* **Exercise input**
** START **
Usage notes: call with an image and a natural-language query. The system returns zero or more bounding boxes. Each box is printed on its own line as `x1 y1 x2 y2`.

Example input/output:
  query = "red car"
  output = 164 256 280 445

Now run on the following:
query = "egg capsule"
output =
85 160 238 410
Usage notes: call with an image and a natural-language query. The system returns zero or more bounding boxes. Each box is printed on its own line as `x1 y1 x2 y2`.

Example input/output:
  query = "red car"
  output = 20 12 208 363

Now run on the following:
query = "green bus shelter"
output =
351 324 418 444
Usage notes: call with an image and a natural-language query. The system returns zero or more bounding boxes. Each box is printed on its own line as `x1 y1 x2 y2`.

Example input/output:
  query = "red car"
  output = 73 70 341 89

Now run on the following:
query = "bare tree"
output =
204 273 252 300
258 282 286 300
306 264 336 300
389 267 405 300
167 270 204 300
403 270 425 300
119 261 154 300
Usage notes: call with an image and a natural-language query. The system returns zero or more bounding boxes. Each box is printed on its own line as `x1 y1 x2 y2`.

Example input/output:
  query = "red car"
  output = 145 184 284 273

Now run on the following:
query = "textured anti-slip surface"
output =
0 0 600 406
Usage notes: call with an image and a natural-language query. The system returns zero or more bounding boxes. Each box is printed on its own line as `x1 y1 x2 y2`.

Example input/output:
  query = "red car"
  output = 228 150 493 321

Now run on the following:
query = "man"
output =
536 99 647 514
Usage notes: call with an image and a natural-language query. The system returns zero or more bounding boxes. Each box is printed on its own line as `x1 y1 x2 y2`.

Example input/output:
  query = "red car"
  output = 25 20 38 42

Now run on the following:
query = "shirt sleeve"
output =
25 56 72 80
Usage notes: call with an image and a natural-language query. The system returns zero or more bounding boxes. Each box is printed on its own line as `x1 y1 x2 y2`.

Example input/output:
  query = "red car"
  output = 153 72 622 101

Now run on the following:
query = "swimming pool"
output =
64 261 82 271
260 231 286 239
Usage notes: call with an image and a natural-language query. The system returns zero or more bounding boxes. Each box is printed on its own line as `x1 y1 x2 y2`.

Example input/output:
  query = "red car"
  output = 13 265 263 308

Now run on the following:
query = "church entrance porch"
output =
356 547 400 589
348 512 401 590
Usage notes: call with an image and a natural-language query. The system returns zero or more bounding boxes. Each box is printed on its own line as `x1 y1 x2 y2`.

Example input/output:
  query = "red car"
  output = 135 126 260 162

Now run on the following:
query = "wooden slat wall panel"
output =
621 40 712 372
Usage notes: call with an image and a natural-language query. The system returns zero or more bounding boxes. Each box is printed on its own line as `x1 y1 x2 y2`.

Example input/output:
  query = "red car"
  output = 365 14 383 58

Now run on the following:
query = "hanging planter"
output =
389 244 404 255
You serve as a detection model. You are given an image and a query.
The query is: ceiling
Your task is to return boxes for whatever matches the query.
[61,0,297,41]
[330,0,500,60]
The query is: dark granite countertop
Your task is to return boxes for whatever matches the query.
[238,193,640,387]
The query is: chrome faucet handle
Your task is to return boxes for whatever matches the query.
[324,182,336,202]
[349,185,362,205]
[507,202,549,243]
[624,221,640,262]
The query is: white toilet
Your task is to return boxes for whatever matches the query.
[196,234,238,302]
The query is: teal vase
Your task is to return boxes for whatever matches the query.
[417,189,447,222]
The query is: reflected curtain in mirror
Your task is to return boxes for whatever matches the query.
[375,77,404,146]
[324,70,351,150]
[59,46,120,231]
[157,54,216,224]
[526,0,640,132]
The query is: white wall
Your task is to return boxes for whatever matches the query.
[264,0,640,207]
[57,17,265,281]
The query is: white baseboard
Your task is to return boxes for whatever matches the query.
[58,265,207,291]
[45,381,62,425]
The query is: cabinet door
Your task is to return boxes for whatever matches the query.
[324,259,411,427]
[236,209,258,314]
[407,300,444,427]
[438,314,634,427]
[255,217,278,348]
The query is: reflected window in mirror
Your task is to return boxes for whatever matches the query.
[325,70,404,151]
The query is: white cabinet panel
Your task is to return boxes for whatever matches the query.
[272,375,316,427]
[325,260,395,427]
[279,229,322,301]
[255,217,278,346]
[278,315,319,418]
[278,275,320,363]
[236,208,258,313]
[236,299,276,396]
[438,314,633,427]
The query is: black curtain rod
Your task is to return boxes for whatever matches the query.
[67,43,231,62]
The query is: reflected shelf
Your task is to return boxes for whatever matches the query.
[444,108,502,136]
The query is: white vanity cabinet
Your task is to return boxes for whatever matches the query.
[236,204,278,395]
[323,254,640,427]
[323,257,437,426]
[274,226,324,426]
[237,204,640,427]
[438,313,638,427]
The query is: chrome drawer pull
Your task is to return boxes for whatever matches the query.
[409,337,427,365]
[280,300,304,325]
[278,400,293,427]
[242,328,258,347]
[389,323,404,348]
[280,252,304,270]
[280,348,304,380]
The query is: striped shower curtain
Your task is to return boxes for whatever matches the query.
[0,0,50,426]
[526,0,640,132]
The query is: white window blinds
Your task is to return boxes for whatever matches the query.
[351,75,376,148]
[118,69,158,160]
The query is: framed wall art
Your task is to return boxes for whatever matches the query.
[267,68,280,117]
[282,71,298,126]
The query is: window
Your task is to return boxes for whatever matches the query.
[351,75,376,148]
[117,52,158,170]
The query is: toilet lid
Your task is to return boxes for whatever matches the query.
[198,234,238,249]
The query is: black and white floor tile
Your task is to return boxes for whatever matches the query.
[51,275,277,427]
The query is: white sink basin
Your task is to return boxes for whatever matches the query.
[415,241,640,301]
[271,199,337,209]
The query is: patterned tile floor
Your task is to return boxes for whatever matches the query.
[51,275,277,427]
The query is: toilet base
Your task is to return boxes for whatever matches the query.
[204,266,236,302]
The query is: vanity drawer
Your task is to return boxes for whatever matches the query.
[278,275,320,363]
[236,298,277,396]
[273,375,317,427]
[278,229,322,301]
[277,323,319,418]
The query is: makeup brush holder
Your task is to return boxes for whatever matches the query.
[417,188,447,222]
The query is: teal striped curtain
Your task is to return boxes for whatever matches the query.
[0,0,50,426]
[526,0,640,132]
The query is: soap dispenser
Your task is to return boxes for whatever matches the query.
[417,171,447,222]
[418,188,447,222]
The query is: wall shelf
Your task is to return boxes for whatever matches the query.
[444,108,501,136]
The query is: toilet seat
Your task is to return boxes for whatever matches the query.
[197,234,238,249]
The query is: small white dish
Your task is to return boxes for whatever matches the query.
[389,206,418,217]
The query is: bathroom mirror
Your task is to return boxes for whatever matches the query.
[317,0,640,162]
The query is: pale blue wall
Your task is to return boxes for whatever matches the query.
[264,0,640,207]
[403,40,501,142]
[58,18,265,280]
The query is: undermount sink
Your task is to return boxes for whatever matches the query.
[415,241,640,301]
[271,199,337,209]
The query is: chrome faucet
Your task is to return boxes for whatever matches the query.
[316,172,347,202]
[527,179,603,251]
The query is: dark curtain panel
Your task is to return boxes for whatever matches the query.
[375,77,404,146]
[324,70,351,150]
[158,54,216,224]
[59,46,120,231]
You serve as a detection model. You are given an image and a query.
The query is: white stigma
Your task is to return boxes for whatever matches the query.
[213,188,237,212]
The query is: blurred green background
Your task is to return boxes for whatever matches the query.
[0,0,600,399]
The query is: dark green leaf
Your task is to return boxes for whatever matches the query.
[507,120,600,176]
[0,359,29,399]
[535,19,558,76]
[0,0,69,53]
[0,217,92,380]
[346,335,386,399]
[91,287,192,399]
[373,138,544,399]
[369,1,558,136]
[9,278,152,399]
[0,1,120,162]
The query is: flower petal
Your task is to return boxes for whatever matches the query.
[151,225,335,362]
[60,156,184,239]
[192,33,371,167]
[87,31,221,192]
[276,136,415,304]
** END **
* **Your goal**
Format every line of the listing above as a JSON list of strings, with one string per line and blank lines omitted.

* **Answer for the task**
[
  "Usage notes: call with an image and a natural-language query. The system returns zero or more bounding boxes. Each box is printed on its own line as `x1 y1 x2 y2`.",
  "Example input/output:",
  "  query = \"red car\"",
  "  output = 164 256 280 445",
  "Now run on the following:",
  "query = \"egg capsule\"",
  "output =",
  "85 160 238 410",
  "Usage notes: call with an image and a natural-language query. The system returns zero or more bounding boxes. Each box is printed on its own line as `x1 y1 x2 y2`.",
  "Example input/output:",
  "  query = \"red car\"",
  "  output = 20 12 208 363",
  "Now run on the following:",
  "query = \"green bus shelter\"",
  "output =",
  "351 324 418 444",
  "Usage notes: call with an image and a natural-language query. The system returns zero or more bounding boxes. Each box is printed on its own line as `x1 y1 x2 y2`.",
  "Example input/output:",
  "  query = \"red car\"",
  "  output = 73 70 341 89",
  "Now run on the following:",
  "query = \"bare tree\"",
  "output =",
  "204 273 252 300",
  "258 282 286 300",
  "306 264 336 300",
  "389 267 405 300",
  "167 270 204 300",
  "403 270 425 300",
  "119 261 154 300",
  "Usage notes: call with an image and a natural-language query. The system returns zero or more bounding boxes. Each box is printed on its own line as `x1 y1 x2 y2`.",
  "Example input/output:",
  "  query = \"red car\"",
  "  output = 145 184 284 273",
  "Now run on the following:",
  "query = \"textured anti-slip surface\"",
  "output =",
  "0 0 600 406",
  "Usage notes: call with an image and a natural-language query. The system returns zero or more bounding boxes. Each box is printed on its own line as `x1 y1 x2 y2`.",
  "Example input/output:",
  "  query = \"red car\"",
  "  output = 228 150 493 321",
  "Now run on the following:",
  "query = \"man\"",
  "output =",
  "536 99 647 514",
  "Usage notes: call with an image and a natural-language query. The system returns zero or more bounding boxes. Each box is printed on its own line as `x1 y1 x2 y2`.",
  "Example input/output:",
  "  query = \"red car\"",
  "  output = 25 20 38 42",
  "Now run on the following:",
  "query = \"shirt sleeve\"",
  "output =",
  "25 56 72 80",
  "Usage notes: call with an image and a natural-language query. The system returns zero or more bounding boxes. Each box is printed on its own line as `x1 y1 x2 y2`.",
  "Example input/output:",
  "  query = \"red car\"",
  "  output = 153 72 622 101",
  "Now run on the following:",
  "query = \"swimming pool\"",
  "output =",
  "64 261 82 271",
  "260 231 286 239",
  "Usage notes: call with an image and a natural-language query. The system returns zero or more bounding boxes. Each box is printed on its own line as `x1 y1 x2 y2`.",
  "Example input/output:",
  "  query = \"red car\"",
  "  output = 13 265 263 308",
  "Now run on the following:",
  "query = \"church entrance porch\"",
  "output =",
  "356 547 400 589",
  "348 512 401 590",
  "Usage notes: call with an image and a natural-language query. The system returns zero or more bounding boxes. Each box is printed on its own line as `x1 y1 x2 y2`.",
  "Example input/output:",
  "  query = \"red car\"",
  "  output = 135 126 260 162",
  "Now run on the following:",
  "query = \"wooden slat wall panel\"",
  "output =",
  "621 40 712 372",
  "Usage notes: call with an image and a natural-language query. The system returns zero or more bounding boxes. Each box is printed on its own line as `x1 y1 x2 y2`.",
  "Example input/output:",
  "  query = \"red car\"",
  "  output = 365 14 383 58",
  "Now run on the following:",
  "query = \"hanging planter\"",
  "output =",
  "389 244 404 255",
  "You serve as a detection model. You are given an image and a query.",
  "The query is: ceiling",
  "Your task is to return boxes for whatever matches the query.",
  "[61,0,297,41]",
  "[330,0,500,60]",
  "The query is: dark granite countertop",
  "Your task is to return boxes for whatever matches the query.",
  "[238,193,640,387]",
  "The query is: chrome faucet handle",
  "Your task is to return boxes for whatever matches the query.",
  "[324,182,336,202]",
  "[349,185,362,205]",
  "[507,202,549,243]",
  "[624,221,640,262]",
  "The query is: white toilet",
  "Your task is to return boxes for whatever matches the query.",
  "[196,234,238,302]",
  "The query is: teal vase",
  "Your task is to return boxes for whatever matches the query.",
  "[417,189,447,222]",
  "The query is: reflected curtain in mirror",
  "Your task is to return boxes for whatever matches the query.",
  "[375,77,404,146]",
  "[324,70,351,150]",
  "[59,46,120,231]",
  "[157,54,216,224]",
  "[526,0,640,132]",
  "The query is: white wall",
  "Your task is to return boxes for whatever matches the query.",
  "[264,0,640,207]",
  "[57,17,265,281]",
  "The query is: white baseboard",
  "Your task is to return boxes for whatever matches the query.",
  "[58,265,207,291]",
  "[45,381,62,425]",
  "The query is: cabinet door",
  "Your task is to return boxes for whatever matches the query.",
  "[324,259,411,427]",
  "[236,209,258,314]",
  "[407,300,444,427]",
  "[438,314,634,427]",
  "[255,217,278,348]",
  "The query is: reflected window in mirror",
  "Your task is to return boxes for whatever matches the query.",
  "[325,70,404,151]",
  "The query is: white cabinet panel",
  "Your task is to return boxes for whatever matches the query.",
  "[272,375,316,427]",
  "[325,260,395,427]",
  "[279,229,322,301]",
  "[255,217,278,346]",
  "[278,315,319,418]",
  "[278,275,320,363]",
  "[236,208,258,313]",
  "[236,299,276,396]",
  "[438,314,633,427]",
  "The query is: black curtain rod",
  "Your task is to return boxes for whatever matches the query.",
  "[67,43,231,62]",
  "The query is: reflected shelf",
  "Your task is to return boxes for whatever matches the query.",
  "[444,108,502,136]",
  "The query is: white vanity cabinet",
  "Your task is to return boxes for whatever matches the query.",
  "[236,204,278,395]",
  "[323,254,640,427]",
  "[323,257,437,426]",
  "[274,226,324,426]",
  "[237,204,640,427]",
  "[438,313,638,427]",
  "The query is: chrome drawer pull",
  "Your task is to return boxes for whatever matches the query.",
  "[409,337,427,365]",
  "[280,300,304,325]",
  "[278,400,293,427]",
  "[242,328,258,347]",
  "[389,323,404,348]",
  "[280,252,304,270]",
  "[280,348,304,380]",
  "The query is: striped shower curtain",
  "Your task is to return boxes for whatever matches the query.",
  "[0,0,50,426]",
  "[526,0,640,132]",
  "The query is: white window blinds",
  "Your task is to return boxes for whatever matches the query.",
  "[351,75,376,148]",
  "[118,69,158,160]",
  "The query is: framed wall art",
  "Your task is to return boxes for whatever matches the query.",
  "[267,68,280,117]",
  "[282,71,298,126]",
  "The query is: window",
  "Your task is to return boxes for whatever matches the query.",
  "[351,75,376,148]",
  "[117,52,158,170]",
  "The query is: toilet lid",
  "Your task is to return boxes for whatever matches the query.",
  "[198,234,238,249]",
  "The query is: black and white floor tile",
  "Your task is to return boxes for whatever matches the query.",
  "[51,275,277,427]",
  "The query is: white sink basin",
  "Your task is to return boxes for whatever matches the query.",
  "[415,241,640,301]",
  "[271,199,337,209]",
  "The query is: patterned tile floor",
  "Your task is to return boxes for whatever matches the query.",
  "[51,275,277,427]",
  "The query is: toilet base",
  "Your task is to return boxes for whatever matches the query.",
  "[204,266,236,302]",
  "The query is: vanity drawer",
  "Your task is to return boxes for whatever matches the query.",
  "[278,275,320,363]",
  "[236,298,277,396]",
  "[273,375,317,427]",
  "[278,229,322,301]",
  "[277,323,319,418]",
  "The query is: makeup brush holder",
  "Your task is to return boxes for whatever matches the query.",
  "[417,188,447,222]",
  "The query is: teal striped curtain",
  "Your task is to return boxes for whatever matches the query.",
  "[0,0,50,426]",
  "[526,0,640,132]",
  "The query is: soap dispenser",
  "Your task is to return boxes for whatever matches the query.",
  "[417,171,447,222]",
  "[418,188,447,222]",
  "The query is: wall shelf",
  "Your task is to return boxes for whatever matches the query.",
  "[444,108,501,136]",
  "The query is: toilet seat",
  "Your task is to return boxes for whatever matches the query.",
  "[197,234,238,249]",
  "The query is: small white dish",
  "Your task is to return boxes for whatever matches the query.",
  "[389,206,418,217]",
  "The query is: bathroom mirror",
  "Your task is to return boxes for whatever matches the query.",
  "[317,0,640,162]",
  "The query is: pale blue wall",
  "Your task is to return boxes for whatever matches the query.",
  "[264,0,640,207]",
  "[403,40,501,142]",
  "[58,18,265,280]",
  "The query is: undermount sink",
  "Your task is to return boxes for whatever matches the query.",
  "[415,241,640,301]",
  "[271,199,337,209]",
  "The query is: chrome faucet",
  "Your task is to return boxes for whatever matches the query.",
  "[316,172,347,202]",
  "[527,179,603,251]",
  "The query is: dark curtain panel",
  "Your task is to return boxes for whatever matches the query.",
  "[375,77,404,146]",
  "[324,70,351,150]",
  "[158,54,216,224]",
  "[59,46,120,231]",
  "You serve as a detection model. You are given an image and a query.",
  "The query is: white stigma",
  "Your task is to return boxes for whatever matches the query.",
  "[213,188,237,212]",
  "The query is: blurred green background",
  "Your task is to return boxes for whatever matches the query.",
  "[0,0,600,399]",
  "The query is: dark green leaf",
  "Your task is to return boxes for whatever matches the query.",
  "[507,120,600,176]",
  "[0,359,29,399]",
  "[535,19,558,76]",
  "[0,0,69,53]",
  "[0,217,92,380]",
  "[346,335,386,399]",
  "[91,287,192,399]",
  "[373,138,544,399]",
  "[369,1,558,136]",
  "[9,278,152,399]",
  "[0,1,120,162]",
  "The query is: flower petal",
  "Your task is to return boxes for whatever matches the query.",
  "[151,225,335,362]",
  "[60,156,184,239]",
  "[192,33,371,167]",
  "[87,31,221,192]",
  "[276,136,415,304]"
]